### Document
▼

2006.09.22 14:20 "[Tiff] libjpeg", by Philip Watkinson

2006.09.22 17:09 "RE: [Tiff] libjpeg", by Bob Friesenhahn

I just did some searching on the Internet and found the following from March 2000:

libjpeg is thread-safe as long as (a) you don't have multiple threads operating concurrently on the same jpeg object, and (b) your underlying C library (particularly malloc/free) is thread-safe. You can have multiple jpeg objects being manipulated concurrently by different threads.

In this case, "underlying C library" would need to include setjmp/longjmp. While these may be thread safe on certain CPUs/platforms, portable software can not rely on them to be thread safe. If a platform does not document these APIs to be thread safe, then even if the current version of the platform happens to implement thread safe versions, the implementation in a future version of the platform might not be thread safe.

Applications and libraries can only be considered thread safe if they can be *proven* to be thread safe. Use of any non-safe API voids the warranty.

▲

### Material supplied
▼

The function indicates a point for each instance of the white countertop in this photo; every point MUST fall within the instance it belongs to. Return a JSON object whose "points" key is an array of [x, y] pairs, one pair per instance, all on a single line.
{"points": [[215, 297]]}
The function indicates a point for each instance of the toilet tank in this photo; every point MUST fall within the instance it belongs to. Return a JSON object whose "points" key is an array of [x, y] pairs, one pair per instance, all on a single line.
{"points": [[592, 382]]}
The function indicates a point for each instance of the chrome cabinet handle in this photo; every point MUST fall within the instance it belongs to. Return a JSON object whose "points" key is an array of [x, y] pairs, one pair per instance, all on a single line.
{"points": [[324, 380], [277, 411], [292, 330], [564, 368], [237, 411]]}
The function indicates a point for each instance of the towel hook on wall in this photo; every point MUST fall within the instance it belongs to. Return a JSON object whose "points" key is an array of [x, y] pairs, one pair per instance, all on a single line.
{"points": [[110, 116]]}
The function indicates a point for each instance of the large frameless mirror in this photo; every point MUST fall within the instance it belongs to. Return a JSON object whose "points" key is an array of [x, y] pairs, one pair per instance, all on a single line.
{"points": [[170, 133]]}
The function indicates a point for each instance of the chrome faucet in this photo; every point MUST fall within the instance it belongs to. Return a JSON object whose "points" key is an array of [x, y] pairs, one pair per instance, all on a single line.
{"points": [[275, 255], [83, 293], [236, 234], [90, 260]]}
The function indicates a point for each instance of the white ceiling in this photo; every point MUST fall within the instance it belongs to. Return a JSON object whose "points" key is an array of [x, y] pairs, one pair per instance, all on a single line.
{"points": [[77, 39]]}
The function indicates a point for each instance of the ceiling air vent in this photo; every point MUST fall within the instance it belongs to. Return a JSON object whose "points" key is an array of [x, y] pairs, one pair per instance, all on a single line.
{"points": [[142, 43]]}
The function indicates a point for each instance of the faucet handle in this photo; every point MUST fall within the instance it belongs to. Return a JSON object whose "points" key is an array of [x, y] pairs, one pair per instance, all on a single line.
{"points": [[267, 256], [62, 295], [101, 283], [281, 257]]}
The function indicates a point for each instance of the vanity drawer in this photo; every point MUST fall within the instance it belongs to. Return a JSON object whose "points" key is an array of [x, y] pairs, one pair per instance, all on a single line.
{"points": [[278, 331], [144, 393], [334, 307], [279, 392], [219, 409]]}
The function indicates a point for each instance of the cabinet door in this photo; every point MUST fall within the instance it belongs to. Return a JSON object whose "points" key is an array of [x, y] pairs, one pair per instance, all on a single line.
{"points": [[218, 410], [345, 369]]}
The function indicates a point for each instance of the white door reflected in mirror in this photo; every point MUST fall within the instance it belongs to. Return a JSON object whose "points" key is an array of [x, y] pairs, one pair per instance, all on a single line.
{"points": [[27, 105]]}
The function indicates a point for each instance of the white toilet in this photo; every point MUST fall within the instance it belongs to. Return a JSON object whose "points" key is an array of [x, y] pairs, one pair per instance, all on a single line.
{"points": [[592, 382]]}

▲

### Challenges
(a) In the libjpeg thread-safety post, what must be true of applications and libraries before they can be considered thread safe?
(b) Continue the libjpeg thread-safety post, starting after its final sentence.

### Responses for each task
(a) They must be proven to be thread safe.

(b)
The next (latest?) big thing in CPU architectures is to provide hardware support for thread contexts so that if a thread would be delayed by a slow memory access, a different thread can be scheduled to run instantaneously. This is seen as yet another tool to improve efficiency when memory access is the bottleneck. Previously we have seen VLIW, deep memory pipelining, and speculative scheduling, used to try to ease the bottleneck. The upshot of this is that the underlying execution model is becoming more and more complex and the situation is not likely to improve for setjmp/longjmp.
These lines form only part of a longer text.